Records excerpted from a collection
======
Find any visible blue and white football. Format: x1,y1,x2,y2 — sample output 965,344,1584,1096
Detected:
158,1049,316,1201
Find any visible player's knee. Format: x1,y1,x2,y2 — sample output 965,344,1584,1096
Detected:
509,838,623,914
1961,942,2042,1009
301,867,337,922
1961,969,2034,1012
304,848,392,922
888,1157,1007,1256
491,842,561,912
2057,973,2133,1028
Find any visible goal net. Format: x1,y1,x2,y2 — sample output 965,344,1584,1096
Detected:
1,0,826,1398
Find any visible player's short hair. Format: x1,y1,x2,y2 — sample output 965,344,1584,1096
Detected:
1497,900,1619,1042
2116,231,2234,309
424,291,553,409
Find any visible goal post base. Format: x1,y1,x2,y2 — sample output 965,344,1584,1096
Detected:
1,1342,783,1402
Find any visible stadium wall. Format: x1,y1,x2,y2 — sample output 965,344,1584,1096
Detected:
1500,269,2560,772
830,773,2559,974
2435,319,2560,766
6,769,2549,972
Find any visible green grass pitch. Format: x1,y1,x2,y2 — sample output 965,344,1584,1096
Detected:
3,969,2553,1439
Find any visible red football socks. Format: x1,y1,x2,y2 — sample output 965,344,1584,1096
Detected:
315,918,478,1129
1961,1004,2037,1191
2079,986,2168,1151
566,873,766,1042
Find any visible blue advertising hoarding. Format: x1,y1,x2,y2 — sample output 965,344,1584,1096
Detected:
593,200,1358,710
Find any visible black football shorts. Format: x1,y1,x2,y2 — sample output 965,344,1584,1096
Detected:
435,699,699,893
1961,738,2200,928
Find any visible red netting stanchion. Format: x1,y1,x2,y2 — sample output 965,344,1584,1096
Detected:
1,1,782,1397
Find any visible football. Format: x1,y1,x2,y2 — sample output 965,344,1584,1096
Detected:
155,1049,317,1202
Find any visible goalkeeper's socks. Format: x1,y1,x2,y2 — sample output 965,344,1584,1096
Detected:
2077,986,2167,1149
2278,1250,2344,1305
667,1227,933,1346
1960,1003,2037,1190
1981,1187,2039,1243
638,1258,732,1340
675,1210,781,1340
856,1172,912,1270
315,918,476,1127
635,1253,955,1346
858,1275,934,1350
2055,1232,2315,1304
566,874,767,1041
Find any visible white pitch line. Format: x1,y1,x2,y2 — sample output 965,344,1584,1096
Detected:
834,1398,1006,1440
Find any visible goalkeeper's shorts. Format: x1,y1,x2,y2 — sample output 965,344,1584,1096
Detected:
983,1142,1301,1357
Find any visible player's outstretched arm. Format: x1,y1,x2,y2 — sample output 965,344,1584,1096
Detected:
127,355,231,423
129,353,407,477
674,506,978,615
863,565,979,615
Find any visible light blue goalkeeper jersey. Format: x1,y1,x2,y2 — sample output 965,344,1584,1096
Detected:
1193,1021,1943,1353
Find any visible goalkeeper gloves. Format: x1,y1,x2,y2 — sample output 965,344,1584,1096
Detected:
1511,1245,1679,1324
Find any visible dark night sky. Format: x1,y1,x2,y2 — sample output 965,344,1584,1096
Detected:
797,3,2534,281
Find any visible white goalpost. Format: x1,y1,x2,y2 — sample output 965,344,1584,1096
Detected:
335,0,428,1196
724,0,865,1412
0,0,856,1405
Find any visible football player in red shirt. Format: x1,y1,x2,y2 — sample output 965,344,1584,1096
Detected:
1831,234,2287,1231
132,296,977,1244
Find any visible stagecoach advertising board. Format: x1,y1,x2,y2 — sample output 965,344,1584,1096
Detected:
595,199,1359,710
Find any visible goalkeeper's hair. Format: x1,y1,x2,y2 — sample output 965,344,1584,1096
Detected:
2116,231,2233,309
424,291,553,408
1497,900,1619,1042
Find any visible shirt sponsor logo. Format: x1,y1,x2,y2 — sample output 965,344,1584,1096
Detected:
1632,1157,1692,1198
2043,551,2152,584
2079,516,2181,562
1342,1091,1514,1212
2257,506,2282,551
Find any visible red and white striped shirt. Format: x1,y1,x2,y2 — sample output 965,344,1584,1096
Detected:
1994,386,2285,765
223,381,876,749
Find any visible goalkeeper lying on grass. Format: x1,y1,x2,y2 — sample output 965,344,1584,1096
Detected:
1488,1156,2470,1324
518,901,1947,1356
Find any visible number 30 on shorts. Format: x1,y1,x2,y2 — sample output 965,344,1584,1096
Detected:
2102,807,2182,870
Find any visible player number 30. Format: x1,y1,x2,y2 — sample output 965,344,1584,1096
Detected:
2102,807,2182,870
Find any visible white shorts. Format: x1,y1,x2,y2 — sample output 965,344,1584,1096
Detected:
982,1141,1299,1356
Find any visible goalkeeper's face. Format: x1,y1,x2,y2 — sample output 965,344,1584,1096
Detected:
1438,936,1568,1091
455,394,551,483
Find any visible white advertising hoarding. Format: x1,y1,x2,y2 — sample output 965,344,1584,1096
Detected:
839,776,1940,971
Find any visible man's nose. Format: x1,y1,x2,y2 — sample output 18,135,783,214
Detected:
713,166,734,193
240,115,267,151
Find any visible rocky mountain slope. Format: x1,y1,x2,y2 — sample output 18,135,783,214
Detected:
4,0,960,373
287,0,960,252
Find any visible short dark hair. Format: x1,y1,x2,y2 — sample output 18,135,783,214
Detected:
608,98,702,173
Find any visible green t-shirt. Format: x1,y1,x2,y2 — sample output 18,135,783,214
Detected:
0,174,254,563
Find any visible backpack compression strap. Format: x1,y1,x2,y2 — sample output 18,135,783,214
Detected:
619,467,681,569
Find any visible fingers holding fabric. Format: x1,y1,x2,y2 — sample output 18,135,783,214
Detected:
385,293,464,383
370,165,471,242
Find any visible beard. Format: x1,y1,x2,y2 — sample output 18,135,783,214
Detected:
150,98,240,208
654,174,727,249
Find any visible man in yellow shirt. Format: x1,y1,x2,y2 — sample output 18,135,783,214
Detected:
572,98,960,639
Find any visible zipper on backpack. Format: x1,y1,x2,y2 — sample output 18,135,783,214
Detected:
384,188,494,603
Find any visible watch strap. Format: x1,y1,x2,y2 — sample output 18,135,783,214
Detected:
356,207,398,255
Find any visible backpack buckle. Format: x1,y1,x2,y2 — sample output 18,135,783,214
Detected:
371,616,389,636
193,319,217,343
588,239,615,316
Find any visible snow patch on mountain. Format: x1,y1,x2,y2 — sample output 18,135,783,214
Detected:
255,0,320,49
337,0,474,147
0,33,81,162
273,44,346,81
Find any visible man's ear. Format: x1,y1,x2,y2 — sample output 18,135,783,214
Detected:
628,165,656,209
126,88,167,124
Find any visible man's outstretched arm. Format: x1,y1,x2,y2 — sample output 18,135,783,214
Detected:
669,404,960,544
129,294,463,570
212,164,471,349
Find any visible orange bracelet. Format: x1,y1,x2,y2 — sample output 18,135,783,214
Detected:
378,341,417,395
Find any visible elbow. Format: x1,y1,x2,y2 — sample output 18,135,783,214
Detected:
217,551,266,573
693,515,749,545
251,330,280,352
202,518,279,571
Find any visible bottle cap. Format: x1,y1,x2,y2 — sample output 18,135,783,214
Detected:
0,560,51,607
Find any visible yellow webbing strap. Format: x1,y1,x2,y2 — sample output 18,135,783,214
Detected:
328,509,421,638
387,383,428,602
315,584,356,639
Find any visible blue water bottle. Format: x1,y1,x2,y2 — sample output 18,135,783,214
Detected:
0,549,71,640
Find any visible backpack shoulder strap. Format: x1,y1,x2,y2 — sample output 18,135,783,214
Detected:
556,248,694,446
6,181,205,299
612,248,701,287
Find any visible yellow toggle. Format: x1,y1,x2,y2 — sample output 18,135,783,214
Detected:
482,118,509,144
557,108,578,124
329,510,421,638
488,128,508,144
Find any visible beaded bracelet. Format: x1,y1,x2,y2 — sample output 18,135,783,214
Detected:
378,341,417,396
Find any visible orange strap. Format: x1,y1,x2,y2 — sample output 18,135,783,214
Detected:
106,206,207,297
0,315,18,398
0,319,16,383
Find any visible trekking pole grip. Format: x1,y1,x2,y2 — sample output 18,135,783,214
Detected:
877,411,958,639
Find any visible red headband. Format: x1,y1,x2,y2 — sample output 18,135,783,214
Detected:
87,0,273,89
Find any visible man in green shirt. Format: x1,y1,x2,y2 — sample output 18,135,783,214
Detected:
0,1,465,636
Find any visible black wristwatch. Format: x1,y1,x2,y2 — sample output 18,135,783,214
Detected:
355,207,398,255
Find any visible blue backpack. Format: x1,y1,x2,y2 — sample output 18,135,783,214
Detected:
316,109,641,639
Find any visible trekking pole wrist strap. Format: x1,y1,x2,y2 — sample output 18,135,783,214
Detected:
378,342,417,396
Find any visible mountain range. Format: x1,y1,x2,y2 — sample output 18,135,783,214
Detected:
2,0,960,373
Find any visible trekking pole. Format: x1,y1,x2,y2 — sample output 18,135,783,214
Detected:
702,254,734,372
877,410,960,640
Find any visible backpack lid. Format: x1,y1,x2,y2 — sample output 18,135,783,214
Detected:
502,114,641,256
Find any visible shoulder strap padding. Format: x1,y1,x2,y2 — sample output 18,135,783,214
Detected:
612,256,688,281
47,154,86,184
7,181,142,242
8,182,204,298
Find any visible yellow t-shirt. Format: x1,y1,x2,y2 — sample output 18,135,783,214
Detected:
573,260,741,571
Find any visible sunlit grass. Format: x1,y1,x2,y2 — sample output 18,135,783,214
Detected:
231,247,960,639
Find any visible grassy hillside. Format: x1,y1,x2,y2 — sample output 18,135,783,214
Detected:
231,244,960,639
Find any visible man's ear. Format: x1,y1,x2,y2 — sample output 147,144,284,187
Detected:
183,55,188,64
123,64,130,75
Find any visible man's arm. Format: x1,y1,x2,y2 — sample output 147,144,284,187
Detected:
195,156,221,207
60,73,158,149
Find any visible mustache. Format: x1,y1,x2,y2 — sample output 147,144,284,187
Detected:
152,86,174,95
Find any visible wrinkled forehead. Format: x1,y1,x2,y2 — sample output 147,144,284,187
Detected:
======
## [What is expected]
Each line with the word "shoulder" in the records above belongs in the result; copy all of them.

## [Task response]
Find any visible backpack shoulder strap. Format: x1,y1,x2,y2 — sample output 18,135,783,214
Find any visible shoulder strap padding. Format: x1,y1,x2,y2 — sample output 18,135,783,214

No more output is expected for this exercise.